Data supplied –
——
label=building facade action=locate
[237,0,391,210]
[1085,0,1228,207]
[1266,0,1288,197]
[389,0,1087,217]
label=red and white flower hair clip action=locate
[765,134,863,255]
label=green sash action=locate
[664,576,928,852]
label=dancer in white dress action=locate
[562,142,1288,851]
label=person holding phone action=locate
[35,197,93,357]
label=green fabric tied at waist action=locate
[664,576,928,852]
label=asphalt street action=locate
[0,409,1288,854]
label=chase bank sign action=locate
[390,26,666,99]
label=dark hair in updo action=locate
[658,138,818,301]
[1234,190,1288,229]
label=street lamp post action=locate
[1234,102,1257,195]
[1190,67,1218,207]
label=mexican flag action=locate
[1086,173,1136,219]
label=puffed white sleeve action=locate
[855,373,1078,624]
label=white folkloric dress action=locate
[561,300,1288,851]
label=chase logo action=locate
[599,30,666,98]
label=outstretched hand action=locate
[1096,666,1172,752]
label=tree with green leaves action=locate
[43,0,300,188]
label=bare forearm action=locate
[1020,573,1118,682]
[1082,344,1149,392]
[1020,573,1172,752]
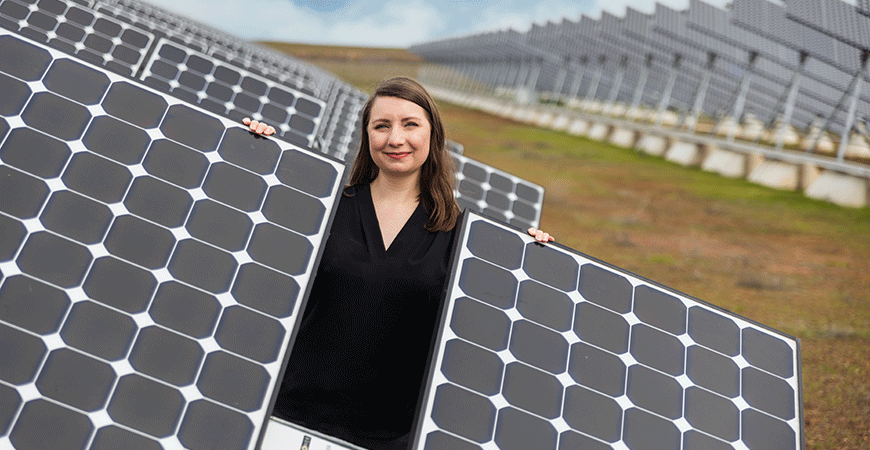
——
Directions –
Please rescale everything from the line containing "label=person holding phone action=locate" down to the line containing "[390,26,666,99]", both included, and write out each of those lines again with the requests kept as they are. Multiply every box coordinate in the answers by 1.55 and round to whole numbers, halves up.

Task result –
label=person holding phone action=locate
[54,305,144,553]
label=green fabric tied at waist action=locate
[1029,893,1438,1321]
label=asphalt street action=locate
[0,634,1996,1324]
label=chase bank sign action=locate
[605,40,1032,153]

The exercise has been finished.